SHORT EXERCISE
Starting with the line with "Find the white canopy" and going on through the line with "x=136, y=48", rewrite that stretch of the data with "drop one dot" swapped for "place one mark" and everything else left as it is. Give back only those lines.

* Begin RECORD LIST *

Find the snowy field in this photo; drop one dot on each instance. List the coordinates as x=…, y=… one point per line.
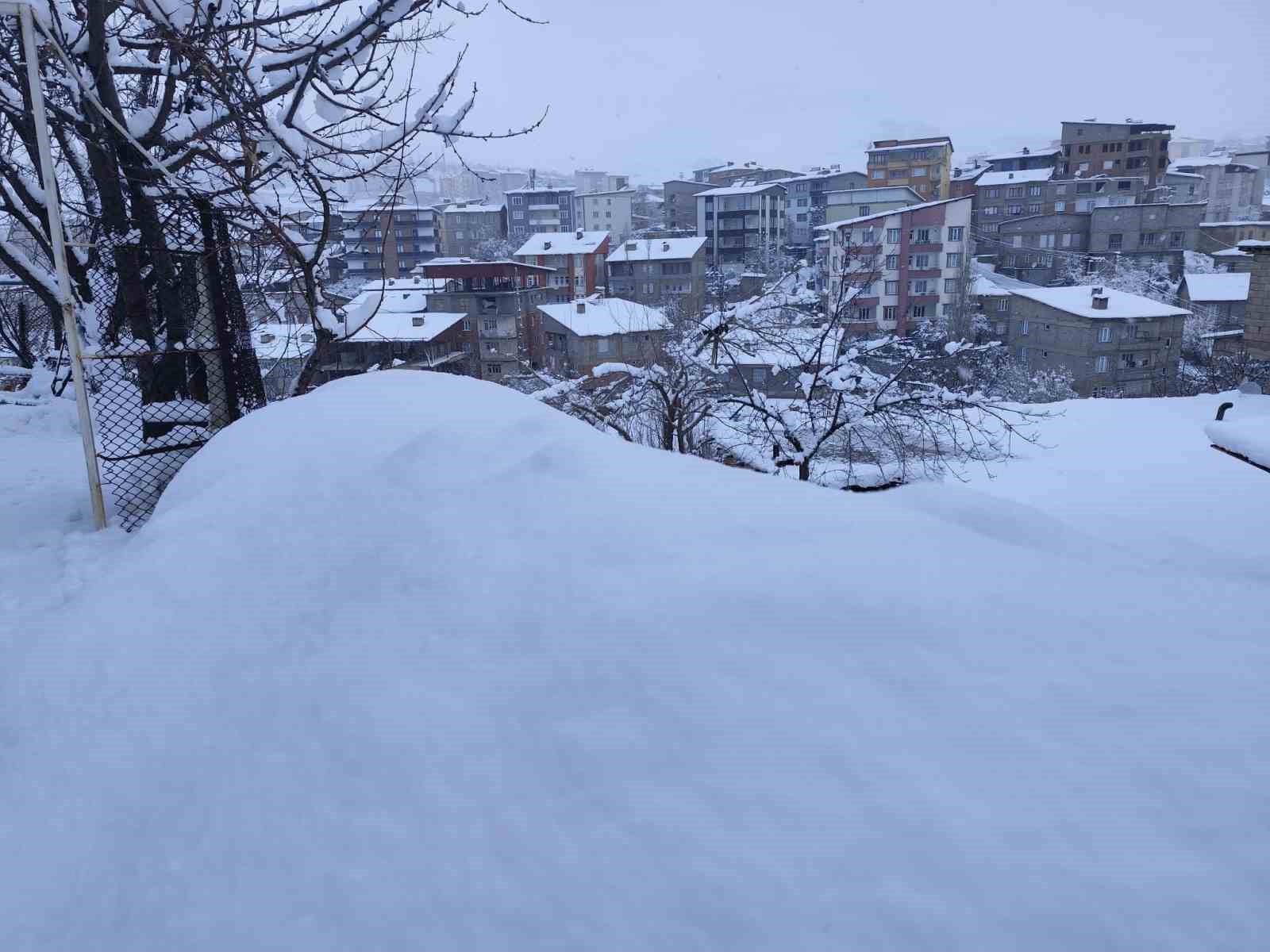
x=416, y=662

* End RECORD LIST *
* Begin RECORD LIST *

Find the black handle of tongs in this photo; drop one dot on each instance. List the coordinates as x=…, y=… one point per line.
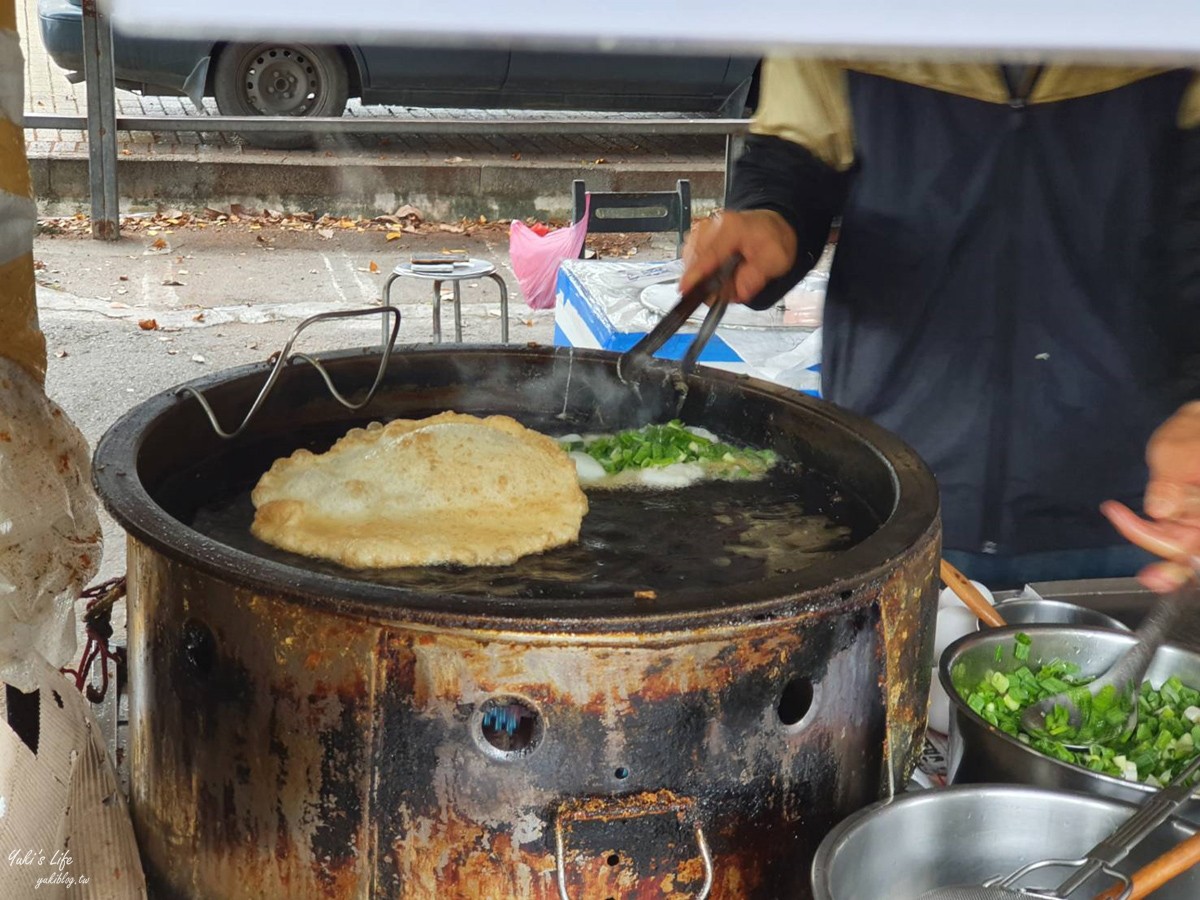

* End RECORD LIST *
* Begin RECORD LIST *

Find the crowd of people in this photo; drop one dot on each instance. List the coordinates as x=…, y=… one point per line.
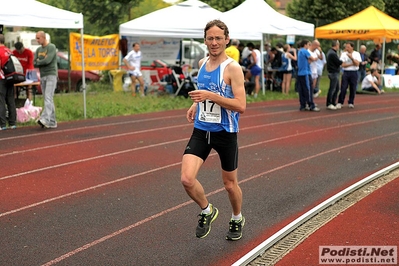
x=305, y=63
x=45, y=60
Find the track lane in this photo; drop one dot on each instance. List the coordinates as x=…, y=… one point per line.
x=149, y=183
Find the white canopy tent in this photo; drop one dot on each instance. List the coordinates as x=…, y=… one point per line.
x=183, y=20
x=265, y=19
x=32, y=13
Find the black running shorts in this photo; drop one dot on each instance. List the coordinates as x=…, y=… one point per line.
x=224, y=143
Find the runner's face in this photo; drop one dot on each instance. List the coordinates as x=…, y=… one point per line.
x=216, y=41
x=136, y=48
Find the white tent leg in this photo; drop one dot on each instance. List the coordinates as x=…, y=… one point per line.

* End RECORD LIST *

WORKED ANSWER
Find the white canopy tent in this photo; place one mark on each instance. List the coordinates as x=…, y=… one point per line.
x=183, y=20
x=265, y=19
x=32, y=13
Find the black running shorts in this photo; place one mark on each instance. List the coordinates as x=…, y=… one point per line.
x=224, y=143
Find the runner's face in this photo; place one mark on each instance. List the coordinates as x=…, y=… one point per line.
x=216, y=41
x=136, y=48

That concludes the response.